Dataset entries:
○ ○ ○ ○ ○ ○ ○

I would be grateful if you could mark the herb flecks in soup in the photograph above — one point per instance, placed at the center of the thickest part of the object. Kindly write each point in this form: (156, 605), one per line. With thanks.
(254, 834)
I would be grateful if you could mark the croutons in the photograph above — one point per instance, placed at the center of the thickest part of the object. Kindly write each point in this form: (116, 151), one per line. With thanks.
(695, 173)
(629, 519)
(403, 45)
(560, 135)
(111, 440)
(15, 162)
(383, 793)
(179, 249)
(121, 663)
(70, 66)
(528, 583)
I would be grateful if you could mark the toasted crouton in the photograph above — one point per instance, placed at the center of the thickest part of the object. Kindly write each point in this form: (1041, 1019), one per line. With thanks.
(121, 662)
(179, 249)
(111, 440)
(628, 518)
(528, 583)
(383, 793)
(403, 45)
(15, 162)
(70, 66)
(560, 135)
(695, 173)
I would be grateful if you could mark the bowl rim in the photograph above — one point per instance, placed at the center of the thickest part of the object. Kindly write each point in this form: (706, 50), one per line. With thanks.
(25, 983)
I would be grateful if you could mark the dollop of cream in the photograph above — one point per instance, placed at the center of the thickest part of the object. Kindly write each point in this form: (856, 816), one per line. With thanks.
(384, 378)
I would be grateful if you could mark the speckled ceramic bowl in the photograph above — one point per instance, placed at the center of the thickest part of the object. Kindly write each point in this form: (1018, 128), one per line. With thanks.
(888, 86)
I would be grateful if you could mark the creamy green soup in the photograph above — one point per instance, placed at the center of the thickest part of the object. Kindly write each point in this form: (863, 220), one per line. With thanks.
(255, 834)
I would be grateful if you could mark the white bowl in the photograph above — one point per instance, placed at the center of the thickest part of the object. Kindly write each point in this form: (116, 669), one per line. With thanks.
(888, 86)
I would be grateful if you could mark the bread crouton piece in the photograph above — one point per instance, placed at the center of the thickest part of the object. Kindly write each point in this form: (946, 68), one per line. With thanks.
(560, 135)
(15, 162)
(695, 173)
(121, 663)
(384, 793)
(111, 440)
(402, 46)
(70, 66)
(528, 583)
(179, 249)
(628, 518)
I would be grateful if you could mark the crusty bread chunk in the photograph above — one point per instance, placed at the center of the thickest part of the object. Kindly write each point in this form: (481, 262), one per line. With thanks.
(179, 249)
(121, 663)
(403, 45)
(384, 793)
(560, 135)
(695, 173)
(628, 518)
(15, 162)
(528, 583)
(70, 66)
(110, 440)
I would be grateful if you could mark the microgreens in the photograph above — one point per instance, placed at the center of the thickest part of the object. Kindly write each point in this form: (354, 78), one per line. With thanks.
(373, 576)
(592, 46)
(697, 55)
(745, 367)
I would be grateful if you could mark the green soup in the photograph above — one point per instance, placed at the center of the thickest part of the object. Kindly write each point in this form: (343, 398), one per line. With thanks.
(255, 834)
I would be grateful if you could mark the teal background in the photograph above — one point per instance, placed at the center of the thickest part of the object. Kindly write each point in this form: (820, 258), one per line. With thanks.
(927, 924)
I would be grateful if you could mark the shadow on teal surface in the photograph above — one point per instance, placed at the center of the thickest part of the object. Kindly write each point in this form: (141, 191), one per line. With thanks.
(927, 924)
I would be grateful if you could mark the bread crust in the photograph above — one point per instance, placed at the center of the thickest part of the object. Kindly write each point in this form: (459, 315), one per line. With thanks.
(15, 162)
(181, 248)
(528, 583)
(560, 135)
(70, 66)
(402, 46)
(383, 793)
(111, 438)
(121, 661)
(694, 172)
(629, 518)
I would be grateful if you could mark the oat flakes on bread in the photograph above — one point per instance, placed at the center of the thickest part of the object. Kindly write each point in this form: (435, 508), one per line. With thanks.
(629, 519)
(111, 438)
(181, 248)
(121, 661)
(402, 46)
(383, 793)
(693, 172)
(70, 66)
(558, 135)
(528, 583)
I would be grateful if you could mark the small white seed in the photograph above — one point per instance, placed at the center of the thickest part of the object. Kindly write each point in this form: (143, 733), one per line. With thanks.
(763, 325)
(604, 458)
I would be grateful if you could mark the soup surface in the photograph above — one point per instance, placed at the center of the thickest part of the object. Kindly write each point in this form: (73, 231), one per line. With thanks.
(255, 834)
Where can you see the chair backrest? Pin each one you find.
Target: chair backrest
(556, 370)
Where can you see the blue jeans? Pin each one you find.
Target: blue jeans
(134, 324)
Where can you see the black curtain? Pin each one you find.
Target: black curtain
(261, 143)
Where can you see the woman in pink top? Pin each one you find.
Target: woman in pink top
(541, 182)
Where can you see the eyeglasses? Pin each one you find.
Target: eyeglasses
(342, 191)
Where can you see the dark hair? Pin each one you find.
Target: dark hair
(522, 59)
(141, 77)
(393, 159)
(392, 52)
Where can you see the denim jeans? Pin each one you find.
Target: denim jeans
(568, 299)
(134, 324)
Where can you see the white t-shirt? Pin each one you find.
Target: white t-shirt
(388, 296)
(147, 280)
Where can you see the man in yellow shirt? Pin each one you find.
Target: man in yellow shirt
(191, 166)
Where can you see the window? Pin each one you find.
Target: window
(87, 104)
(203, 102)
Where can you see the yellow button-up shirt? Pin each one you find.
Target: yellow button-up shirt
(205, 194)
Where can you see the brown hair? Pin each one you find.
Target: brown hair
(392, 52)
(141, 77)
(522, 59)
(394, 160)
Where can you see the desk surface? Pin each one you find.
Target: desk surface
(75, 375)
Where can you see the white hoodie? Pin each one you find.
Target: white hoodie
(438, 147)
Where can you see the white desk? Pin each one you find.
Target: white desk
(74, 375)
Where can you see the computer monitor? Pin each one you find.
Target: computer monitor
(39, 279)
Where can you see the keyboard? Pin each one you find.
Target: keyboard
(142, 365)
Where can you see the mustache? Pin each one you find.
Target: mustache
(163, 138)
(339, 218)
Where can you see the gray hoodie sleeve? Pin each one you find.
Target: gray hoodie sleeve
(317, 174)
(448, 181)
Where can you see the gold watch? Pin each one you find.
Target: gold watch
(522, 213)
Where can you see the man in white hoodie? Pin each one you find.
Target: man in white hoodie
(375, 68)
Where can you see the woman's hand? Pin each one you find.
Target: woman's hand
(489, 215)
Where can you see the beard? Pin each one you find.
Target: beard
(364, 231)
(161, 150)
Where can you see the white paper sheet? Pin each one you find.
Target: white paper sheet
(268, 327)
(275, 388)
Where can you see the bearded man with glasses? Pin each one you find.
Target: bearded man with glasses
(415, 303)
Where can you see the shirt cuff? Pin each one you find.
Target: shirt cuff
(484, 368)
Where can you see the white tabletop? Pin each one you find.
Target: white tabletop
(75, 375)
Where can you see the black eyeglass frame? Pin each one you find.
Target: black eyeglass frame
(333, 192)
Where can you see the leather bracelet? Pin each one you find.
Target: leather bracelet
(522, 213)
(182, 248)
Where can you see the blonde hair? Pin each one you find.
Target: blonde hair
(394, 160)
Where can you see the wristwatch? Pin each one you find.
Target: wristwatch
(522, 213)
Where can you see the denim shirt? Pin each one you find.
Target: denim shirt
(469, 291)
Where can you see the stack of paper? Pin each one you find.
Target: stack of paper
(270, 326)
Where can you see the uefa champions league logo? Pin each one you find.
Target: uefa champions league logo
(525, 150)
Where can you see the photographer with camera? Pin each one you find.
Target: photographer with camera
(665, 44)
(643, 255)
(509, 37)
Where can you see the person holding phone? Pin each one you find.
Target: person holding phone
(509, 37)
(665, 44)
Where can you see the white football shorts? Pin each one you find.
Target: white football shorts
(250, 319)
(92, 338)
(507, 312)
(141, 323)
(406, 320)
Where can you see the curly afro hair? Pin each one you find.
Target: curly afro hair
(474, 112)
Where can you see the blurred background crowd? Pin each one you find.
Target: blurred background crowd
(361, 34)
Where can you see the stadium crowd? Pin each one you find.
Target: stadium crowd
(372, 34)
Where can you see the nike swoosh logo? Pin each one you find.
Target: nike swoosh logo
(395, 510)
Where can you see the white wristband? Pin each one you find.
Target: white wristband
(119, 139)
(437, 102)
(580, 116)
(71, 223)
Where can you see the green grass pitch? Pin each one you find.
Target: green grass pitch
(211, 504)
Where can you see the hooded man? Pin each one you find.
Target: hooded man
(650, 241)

○ ○ ○ ○ ○ ○ ○

## Prompt
Find the line containing "Where can you see the stadium" in the data above. Please transcribe it and every line after it, exactly.

## Output for this exercise
Where can you see the stadium crowd? Pin each one you find.
Target: stadium crowd
(372, 34)
Where can you see the nike swoosh logo? Pin each one you find.
Target: nike swoosh logo
(395, 510)
Where can you see the white wristband? Pin each one you find.
Target: white wristband
(119, 139)
(437, 102)
(580, 116)
(71, 223)
Where can you see the green grass pitch? Pin each one you find.
Target: green grass pitch
(211, 504)
Where can you see the hooded man? Pin each one you find.
Target: hooded man
(650, 241)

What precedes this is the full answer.